• Data excerpts

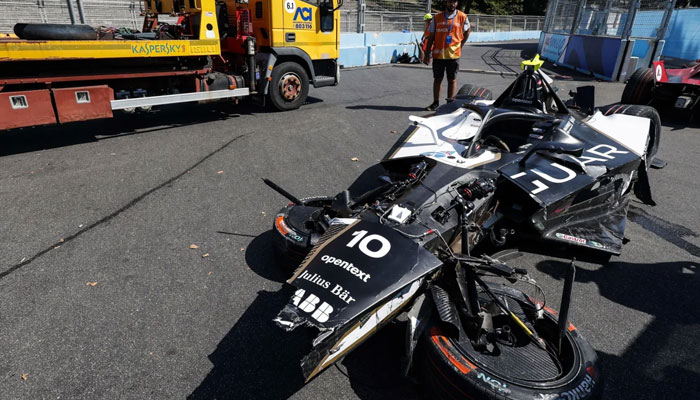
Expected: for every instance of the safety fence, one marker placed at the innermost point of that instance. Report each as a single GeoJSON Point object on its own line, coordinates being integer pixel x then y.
{"type": "Point", "coordinates": [356, 16]}
{"type": "Point", "coordinates": [610, 18]}
{"type": "Point", "coordinates": [612, 38]}
{"type": "Point", "coordinates": [376, 21]}
{"type": "Point", "coordinates": [117, 13]}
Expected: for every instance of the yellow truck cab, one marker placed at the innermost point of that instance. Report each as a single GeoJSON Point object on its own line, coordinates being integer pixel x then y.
{"type": "Point", "coordinates": [268, 49]}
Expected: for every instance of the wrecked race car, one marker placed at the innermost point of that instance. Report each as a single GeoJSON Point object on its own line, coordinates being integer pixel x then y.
{"type": "Point", "coordinates": [406, 241]}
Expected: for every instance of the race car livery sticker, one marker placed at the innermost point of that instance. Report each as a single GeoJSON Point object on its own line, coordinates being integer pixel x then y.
{"type": "Point", "coordinates": [355, 270]}
{"type": "Point", "coordinates": [578, 240]}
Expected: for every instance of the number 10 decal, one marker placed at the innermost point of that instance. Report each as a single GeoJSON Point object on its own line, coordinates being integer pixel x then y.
{"type": "Point", "coordinates": [365, 241]}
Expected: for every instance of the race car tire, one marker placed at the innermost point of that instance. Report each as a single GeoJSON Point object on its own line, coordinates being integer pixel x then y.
{"type": "Point", "coordinates": [289, 86]}
{"type": "Point", "coordinates": [450, 372]}
{"type": "Point", "coordinates": [291, 249]}
{"type": "Point", "coordinates": [473, 91]}
{"type": "Point", "coordinates": [645, 112]}
{"type": "Point", "coordinates": [638, 89]}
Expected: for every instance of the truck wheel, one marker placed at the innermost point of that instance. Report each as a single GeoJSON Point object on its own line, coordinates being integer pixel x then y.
{"type": "Point", "coordinates": [638, 87]}
{"type": "Point", "coordinates": [289, 86]}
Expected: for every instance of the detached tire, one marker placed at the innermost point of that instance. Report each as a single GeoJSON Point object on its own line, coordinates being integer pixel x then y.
{"type": "Point", "coordinates": [474, 91]}
{"type": "Point", "coordinates": [454, 370]}
{"type": "Point", "coordinates": [291, 248]}
{"type": "Point", "coordinates": [289, 86]}
{"type": "Point", "coordinates": [638, 89]}
{"type": "Point", "coordinates": [654, 128]}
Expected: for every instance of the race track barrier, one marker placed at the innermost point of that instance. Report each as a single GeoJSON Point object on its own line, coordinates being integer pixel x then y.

• Work instructions
Can you reproduce all of the data above line for line, leaving out the picture?

• Answer to this task
Expected: for every instance of the safety fence, one marker placed at the innermost point of that instance. Report each as a single GeoJSON Point object on its own line, coordinates being integer pixel x then y.
{"type": "Point", "coordinates": [356, 16]}
{"type": "Point", "coordinates": [610, 18]}
{"type": "Point", "coordinates": [612, 38]}
{"type": "Point", "coordinates": [376, 21]}
{"type": "Point", "coordinates": [117, 13]}
Expected: for every instance of the yellow truck cab, one marker placed at the innermost point of that instance. Report each as a single GeoJSON Point object on its own line, coordinates being integer pixel x then y.
{"type": "Point", "coordinates": [268, 49]}
Expected: for every instance of the wrecked race car, one marker placed at the innermost point of that instance. Report each as a single GeoJSON Point object on its own line, coordinates being integer pixel x then y.
{"type": "Point", "coordinates": [406, 241]}
Expected: for every instance of the race car livery sticker, one marker placed at the innermost point of that instance. Report each as a single GeoJSON Point object on its own line, coordinates being integer pixel x then y.
{"type": "Point", "coordinates": [355, 270]}
{"type": "Point", "coordinates": [578, 240]}
Expected: for every instance of the number 10 decal, one marker placed at the innermost point of that instance. Report each as a single GeoJSON Point object on its own line, coordinates being integer pixel x then y.
{"type": "Point", "coordinates": [365, 241]}
Expected: for every instance of the race car tire, one marker placed at the innermost point of that instance. Report each as a single GeoJSON Point object on its own line, coordinates being integer pixel x then y.
{"type": "Point", "coordinates": [289, 86]}
{"type": "Point", "coordinates": [450, 372]}
{"type": "Point", "coordinates": [291, 249]}
{"type": "Point", "coordinates": [473, 91]}
{"type": "Point", "coordinates": [645, 112]}
{"type": "Point", "coordinates": [638, 89]}
Expected: for every instance of the truck wheel, one marker placed at the innermost point of that instance. Report each as a single GeoJSON Point object on its own line, coordinates being integer pixel x then y.
{"type": "Point", "coordinates": [638, 87]}
{"type": "Point", "coordinates": [289, 86]}
Expected: for every instance of the detached tire, one marker placed at the innermost point of that instance. Report each as a single GeoJSON Point object on its own line, coordinates being integer pixel x then y.
{"type": "Point", "coordinates": [474, 91]}
{"type": "Point", "coordinates": [454, 370]}
{"type": "Point", "coordinates": [291, 248]}
{"type": "Point", "coordinates": [289, 86]}
{"type": "Point", "coordinates": [638, 89]}
{"type": "Point", "coordinates": [654, 128]}
Expected: for every instance of the race track barrier, one marker placed at the innermost point of that instance. Report each as a single GeoJSON Point object on its own line, coordinates being integer pixel x then y.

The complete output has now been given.